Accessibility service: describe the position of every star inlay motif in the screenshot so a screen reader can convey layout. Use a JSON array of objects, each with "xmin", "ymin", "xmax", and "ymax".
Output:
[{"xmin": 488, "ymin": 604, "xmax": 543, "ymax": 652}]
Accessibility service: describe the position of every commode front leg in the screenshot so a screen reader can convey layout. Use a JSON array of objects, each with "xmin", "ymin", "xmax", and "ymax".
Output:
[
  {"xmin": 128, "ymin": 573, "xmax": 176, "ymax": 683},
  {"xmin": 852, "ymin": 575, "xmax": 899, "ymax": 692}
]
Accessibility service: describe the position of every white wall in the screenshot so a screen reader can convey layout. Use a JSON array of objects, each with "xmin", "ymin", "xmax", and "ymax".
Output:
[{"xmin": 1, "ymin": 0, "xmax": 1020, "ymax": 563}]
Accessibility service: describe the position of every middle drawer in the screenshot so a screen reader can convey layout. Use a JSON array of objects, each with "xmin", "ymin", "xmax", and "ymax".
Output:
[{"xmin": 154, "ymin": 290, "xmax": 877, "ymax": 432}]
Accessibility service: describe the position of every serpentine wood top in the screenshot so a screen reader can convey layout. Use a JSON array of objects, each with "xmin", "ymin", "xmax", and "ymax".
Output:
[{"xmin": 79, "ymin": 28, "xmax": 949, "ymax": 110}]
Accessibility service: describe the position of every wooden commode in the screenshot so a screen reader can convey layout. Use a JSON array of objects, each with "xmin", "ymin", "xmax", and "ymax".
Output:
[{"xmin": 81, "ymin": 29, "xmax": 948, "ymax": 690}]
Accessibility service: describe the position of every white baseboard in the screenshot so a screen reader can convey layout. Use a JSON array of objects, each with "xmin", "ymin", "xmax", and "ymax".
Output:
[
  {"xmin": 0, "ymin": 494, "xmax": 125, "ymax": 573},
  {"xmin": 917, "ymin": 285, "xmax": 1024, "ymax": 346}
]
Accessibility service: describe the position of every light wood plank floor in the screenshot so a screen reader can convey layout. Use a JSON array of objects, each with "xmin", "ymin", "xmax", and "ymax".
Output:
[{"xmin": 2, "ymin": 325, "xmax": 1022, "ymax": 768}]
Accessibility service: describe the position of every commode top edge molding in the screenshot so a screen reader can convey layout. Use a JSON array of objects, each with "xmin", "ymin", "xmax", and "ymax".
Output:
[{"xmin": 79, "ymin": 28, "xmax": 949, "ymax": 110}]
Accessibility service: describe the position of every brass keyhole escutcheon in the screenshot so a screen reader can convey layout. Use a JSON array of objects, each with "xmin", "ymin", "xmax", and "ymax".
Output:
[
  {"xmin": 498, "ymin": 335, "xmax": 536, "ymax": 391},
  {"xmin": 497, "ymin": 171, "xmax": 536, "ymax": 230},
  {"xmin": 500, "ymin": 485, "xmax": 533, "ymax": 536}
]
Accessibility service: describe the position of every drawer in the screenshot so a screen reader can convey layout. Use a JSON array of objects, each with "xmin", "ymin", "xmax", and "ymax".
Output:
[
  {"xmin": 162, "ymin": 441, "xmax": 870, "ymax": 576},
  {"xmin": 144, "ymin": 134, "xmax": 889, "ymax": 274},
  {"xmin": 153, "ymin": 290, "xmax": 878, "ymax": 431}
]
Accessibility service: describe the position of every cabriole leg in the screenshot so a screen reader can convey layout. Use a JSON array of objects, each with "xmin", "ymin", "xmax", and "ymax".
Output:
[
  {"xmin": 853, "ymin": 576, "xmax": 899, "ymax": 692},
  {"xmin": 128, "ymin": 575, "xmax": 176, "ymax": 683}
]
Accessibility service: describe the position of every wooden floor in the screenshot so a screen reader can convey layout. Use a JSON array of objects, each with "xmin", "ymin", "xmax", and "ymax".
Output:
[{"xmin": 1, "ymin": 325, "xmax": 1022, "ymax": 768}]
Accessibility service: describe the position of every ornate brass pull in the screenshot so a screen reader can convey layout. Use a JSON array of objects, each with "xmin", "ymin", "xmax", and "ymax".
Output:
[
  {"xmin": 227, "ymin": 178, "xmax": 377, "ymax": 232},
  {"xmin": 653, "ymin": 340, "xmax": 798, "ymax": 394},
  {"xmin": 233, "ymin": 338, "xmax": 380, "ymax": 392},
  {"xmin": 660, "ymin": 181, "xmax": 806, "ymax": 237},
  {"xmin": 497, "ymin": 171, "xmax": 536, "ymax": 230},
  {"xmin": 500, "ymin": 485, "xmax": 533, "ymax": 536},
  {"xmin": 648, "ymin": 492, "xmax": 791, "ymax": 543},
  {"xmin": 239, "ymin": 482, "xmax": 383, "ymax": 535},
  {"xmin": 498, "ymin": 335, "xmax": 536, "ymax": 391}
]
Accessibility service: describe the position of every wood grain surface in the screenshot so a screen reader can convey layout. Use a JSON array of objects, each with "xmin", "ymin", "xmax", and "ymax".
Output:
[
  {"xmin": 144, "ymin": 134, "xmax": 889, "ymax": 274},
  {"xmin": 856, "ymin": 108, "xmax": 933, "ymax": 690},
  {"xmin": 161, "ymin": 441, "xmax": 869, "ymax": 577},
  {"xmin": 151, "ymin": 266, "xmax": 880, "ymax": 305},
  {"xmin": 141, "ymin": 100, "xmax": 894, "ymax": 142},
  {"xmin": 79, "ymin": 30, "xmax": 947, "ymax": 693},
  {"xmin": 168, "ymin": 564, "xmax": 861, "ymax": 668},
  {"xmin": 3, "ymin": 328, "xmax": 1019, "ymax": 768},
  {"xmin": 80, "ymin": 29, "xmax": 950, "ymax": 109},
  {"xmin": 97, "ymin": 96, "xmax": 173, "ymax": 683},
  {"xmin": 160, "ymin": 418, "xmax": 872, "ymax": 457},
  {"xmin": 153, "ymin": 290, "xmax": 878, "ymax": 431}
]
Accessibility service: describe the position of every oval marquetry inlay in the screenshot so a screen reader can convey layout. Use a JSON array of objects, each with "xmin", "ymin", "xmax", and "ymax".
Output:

-*-*-

- Problem details
Copy each line from the entries above that has the word "commode" in it.

- Response to the task
Accessibility service: describe the position of every commode front leg in the screenshot so a screen reader can convey layout. Use a JSON array of objects, each with "xmin", "ymin", "xmax", and "ymax".
Accessibility service: describe the position of every wooden commode in the screenshot so a screen reader can convey layout. Use a JSON array of objects, each with "xmin", "ymin", "xmax", and "ymax".
Accessibility service: describe the position of every commode top edge molding in the screenshot so a screen reader can convey layout. Use a JSON array of objects, each with "xmin", "ymin", "xmax", and "ymax".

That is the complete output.